◆ WHAT YOU SHOULD DO ◆
Only the pictures are to be left out; return the rest of the data exactly as it stands.

◆ Referring expression data ◆
════════
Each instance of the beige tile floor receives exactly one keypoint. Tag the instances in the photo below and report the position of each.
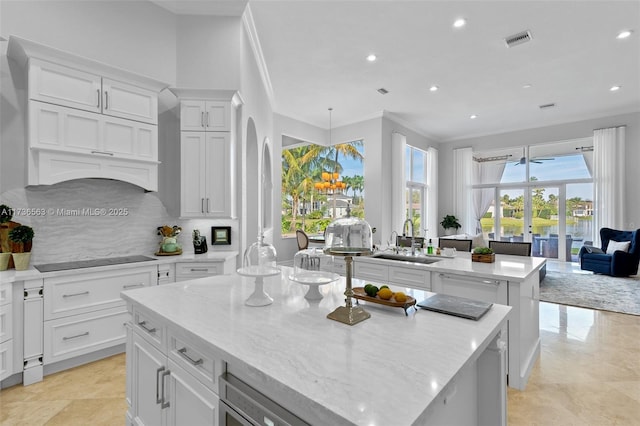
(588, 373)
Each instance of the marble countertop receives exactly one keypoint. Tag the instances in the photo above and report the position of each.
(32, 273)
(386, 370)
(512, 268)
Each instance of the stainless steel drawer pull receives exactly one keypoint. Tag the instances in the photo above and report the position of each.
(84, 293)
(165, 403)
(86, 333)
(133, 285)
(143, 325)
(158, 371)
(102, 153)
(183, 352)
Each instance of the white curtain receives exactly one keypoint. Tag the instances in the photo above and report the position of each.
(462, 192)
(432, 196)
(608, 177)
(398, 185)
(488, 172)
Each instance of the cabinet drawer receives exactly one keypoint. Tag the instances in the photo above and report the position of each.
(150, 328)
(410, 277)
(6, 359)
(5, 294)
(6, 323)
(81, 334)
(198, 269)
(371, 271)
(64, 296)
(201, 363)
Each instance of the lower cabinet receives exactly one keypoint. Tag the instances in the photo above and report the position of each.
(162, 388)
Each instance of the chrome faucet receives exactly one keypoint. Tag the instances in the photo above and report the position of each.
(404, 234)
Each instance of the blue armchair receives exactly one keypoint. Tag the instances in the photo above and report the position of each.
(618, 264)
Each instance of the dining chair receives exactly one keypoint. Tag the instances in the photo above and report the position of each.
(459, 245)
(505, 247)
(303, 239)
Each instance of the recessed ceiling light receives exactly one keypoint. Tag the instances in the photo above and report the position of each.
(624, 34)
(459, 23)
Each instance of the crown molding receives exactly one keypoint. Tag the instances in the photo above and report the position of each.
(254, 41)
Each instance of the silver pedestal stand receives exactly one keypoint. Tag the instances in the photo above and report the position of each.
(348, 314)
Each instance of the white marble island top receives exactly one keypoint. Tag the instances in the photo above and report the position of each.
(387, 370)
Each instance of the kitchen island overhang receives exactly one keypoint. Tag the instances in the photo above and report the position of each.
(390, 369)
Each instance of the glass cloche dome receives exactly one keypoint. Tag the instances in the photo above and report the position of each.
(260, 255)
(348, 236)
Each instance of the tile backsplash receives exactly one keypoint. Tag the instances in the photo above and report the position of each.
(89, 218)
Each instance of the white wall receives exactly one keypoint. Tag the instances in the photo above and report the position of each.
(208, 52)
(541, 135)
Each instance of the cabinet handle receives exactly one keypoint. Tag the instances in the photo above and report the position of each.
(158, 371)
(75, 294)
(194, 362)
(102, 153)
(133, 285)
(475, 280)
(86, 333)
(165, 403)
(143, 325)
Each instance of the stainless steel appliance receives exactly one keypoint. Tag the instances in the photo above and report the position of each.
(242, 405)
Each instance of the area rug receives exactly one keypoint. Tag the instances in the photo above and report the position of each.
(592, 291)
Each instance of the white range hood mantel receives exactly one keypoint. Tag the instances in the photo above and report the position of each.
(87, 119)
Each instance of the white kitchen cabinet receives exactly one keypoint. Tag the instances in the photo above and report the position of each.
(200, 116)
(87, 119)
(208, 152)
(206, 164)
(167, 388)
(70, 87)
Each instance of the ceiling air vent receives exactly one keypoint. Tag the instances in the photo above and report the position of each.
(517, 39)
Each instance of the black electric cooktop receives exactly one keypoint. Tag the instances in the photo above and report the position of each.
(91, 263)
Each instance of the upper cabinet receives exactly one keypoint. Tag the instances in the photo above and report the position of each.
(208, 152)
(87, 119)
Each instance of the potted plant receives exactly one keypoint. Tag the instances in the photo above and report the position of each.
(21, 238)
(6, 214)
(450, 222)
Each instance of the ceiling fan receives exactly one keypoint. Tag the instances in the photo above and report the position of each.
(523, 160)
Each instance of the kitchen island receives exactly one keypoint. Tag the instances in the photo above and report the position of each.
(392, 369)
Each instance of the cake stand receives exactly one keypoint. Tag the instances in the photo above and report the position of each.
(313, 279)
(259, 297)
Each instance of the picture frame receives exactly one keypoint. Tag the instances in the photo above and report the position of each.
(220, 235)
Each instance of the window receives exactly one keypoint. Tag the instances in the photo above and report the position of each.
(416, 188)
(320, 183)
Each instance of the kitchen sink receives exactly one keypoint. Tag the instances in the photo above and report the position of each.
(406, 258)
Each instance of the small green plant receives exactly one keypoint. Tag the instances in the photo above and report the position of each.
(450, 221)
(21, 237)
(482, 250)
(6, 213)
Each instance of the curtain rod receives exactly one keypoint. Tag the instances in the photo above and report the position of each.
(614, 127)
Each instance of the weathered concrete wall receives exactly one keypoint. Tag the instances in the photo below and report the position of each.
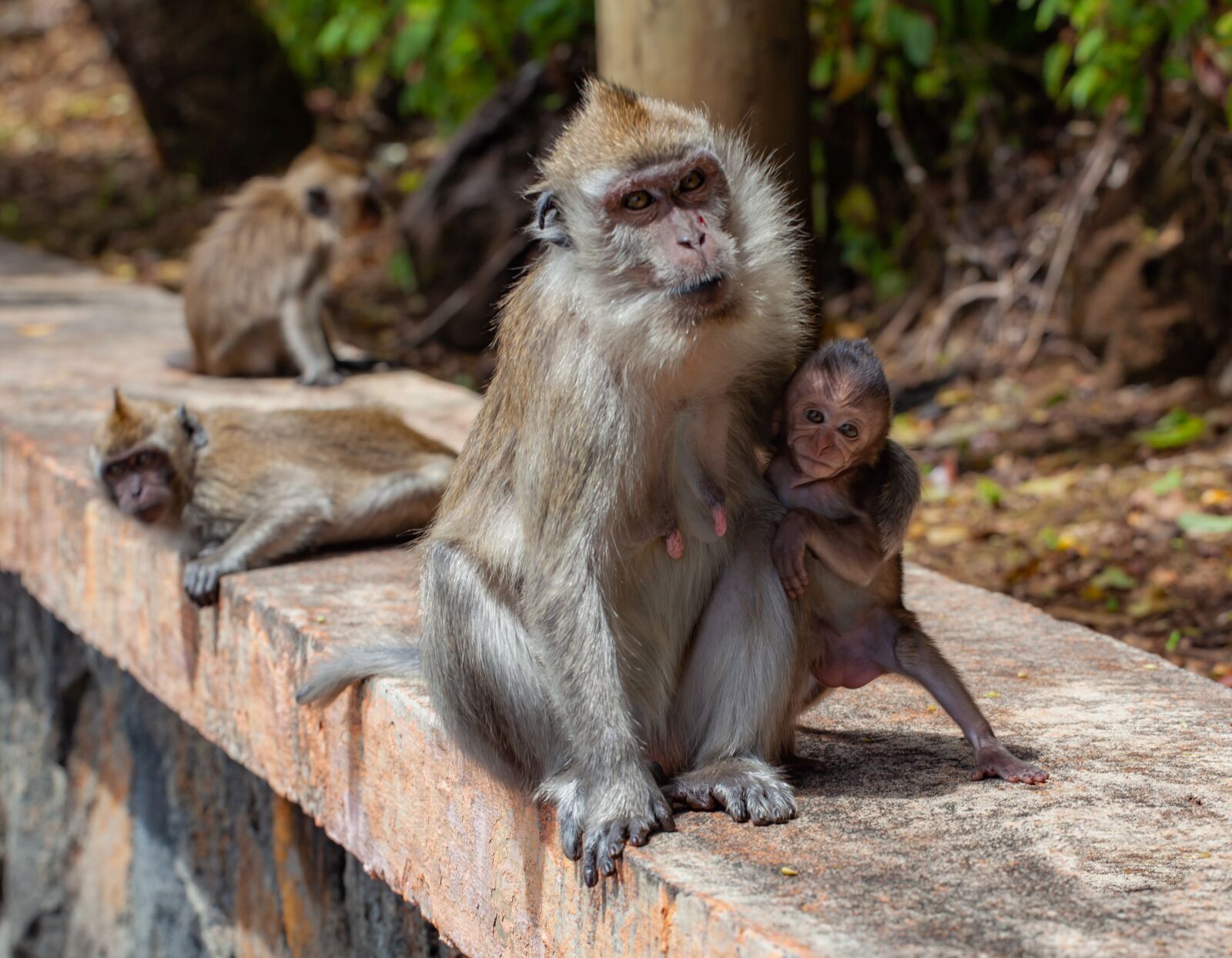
════════
◆ ANSWER TO THIS PROBLEM ◆
Each instance of the beige tile floor receives exactly one keypoint. Tag the instances in the photo below and report the position of each.
(588, 373)
Each instance of the marble countertop receives exactly one keypoint. Tag the instances in the photo above and report the position of each.
(32, 273)
(386, 370)
(512, 268)
Each instance of the stainless steel drawer pull receives exactly one keypoint. Tag the instances in the photo above and report the position of each.
(84, 293)
(165, 403)
(86, 333)
(133, 285)
(143, 325)
(158, 371)
(102, 153)
(183, 352)
Each instance of the white curtain receives exactly one keypoint. Tag the instances in the photo above and report the position of each.
(462, 192)
(432, 196)
(608, 177)
(398, 185)
(488, 172)
Each instance of the cabinet drawer receives exactly one keypoint. Tag the instances in the photo above and report the position of each.
(150, 328)
(410, 277)
(6, 359)
(5, 294)
(6, 323)
(81, 334)
(198, 269)
(371, 271)
(64, 296)
(201, 363)
Each instance of the lower cabinet receives exactly one keypoint. Tag the instances in the photo above and report the position of each.
(162, 388)
Each instance of the chrome faucet receives exactly one keypoint. Tag the instances in the photo above and report the position of each.
(404, 234)
Each instance of the blue armchair receives exactly one keypoint. Tag the instances in the photo above and report the position of each.
(618, 264)
Each instance of the dining chair receives exactly one keypoint. Tag the instances in the photo above and report the position of each.
(459, 245)
(505, 247)
(303, 239)
Each instance of the recessed ceiling light receives exactly one keypoint. Tag the instances in the photo above and report the position of each.
(624, 34)
(459, 23)
Each instance of the crown molding receives exactly one keypoint. Tag the instances in the photo above and report the position of each.
(254, 41)
Each instance of the silver pedestal stand receives exactly one keypoint. Tag the instances in the photo above and report the position of each.
(348, 314)
Each instance of the white marble island top receives exactly one keypoint. Tag the instances in the photo above and report the position of each.
(387, 370)
Each instance of the kitchen island overhang receives exactly one keypoint. Tag the instances in the photo above and report the position of each.
(390, 369)
Each instance of the glass cloche dome receives exactly one keypoint. Tag the instances in the photo above and report the position of each.
(260, 255)
(348, 236)
Each instance of the tile backsplash receives exactly one keypoint. Tag the instances in the photo above and report the position of each.
(89, 218)
Each instance of the white wall receives exactly one keypoint. Tag the instances in the photo above and report the position of each.
(208, 52)
(541, 135)
Each instance of the cabinet handle receives exactly one keypoint. Tag the instances in the photo above and report the position of each.
(158, 371)
(75, 294)
(194, 362)
(102, 153)
(133, 285)
(475, 280)
(86, 333)
(165, 403)
(143, 325)
Each instance of the stainless steel appliance receives exactly one keypoint. Tag the instances in the photo above and report the position of each.
(242, 405)
Each instance of the area rug receives exactly one keypoint. Tag the instances in the photo above and report the position of each.
(592, 291)
Each instance of the white range hood mantel receives exactly one keypoint. Tag the instances in the photo above and report the position of each.
(87, 119)
Each instance of the white kitchen cabinet receives exactly one keypoint. Tag the instances in the photo above and report the position of each.
(200, 116)
(87, 119)
(208, 152)
(206, 164)
(167, 388)
(70, 87)
Each instance of the ceiling air vent receives exactly one keypoint. Tag the instances in the photo above and report the position of each.
(517, 39)
Each instance of the black electric cooktop receives exactly one keypoint. Tag the instances in the photo above and report the position of each.
(91, 263)
Each instance of the upper cabinet receives exactly one keypoint. Tag the instances in the photo above and report the position of each.
(208, 152)
(87, 119)
Each instance of the potted plant receives exactly one keypoint. Tag the instances in the photo above and report the position of each.
(21, 238)
(6, 214)
(450, 222)
Each instance of the ceiling fan receives exactly one keypoint. Tag the instances in the photo above and report the position of each.
(523, 160)
Each instance of the kitchen island receives exactly one keypoint. Tag the instances in the photo above and report the position of each.
(392, 369)
Each instance of the cake stand receives exactly one keypoint. Tag the instances in the photo above and report the position of each.
(313, 279)
(259, 297)
Each instance of the picture frame receives exactly one keypoint. Tag the instances in the photo above and report the position of each.
(220, 235)
Each instance of the window receives exactly one keypoint. Tag the instances in the photo above and report the position of each.
(416, 188)
(320, 183)
Each instance of the kitchen sink receives exactly one keypoint. Tag the instances in the photo above and report the position of each.
(406, 258)
Each instance of the small green plant receives exactly one keypoint. Tag the instances in the photo above and report the position of each.
(450, 221)
(21, 237)
(482, 250)
(6, 213)
Each instance of the curtain rod receives exactly one keypoint. Tag the instances in the photo above and report the position of each.
(614, 127)
Each instance of the weathered concrete wall receives exactly one keypoint. Tag the instances in the photo below and report the position of each.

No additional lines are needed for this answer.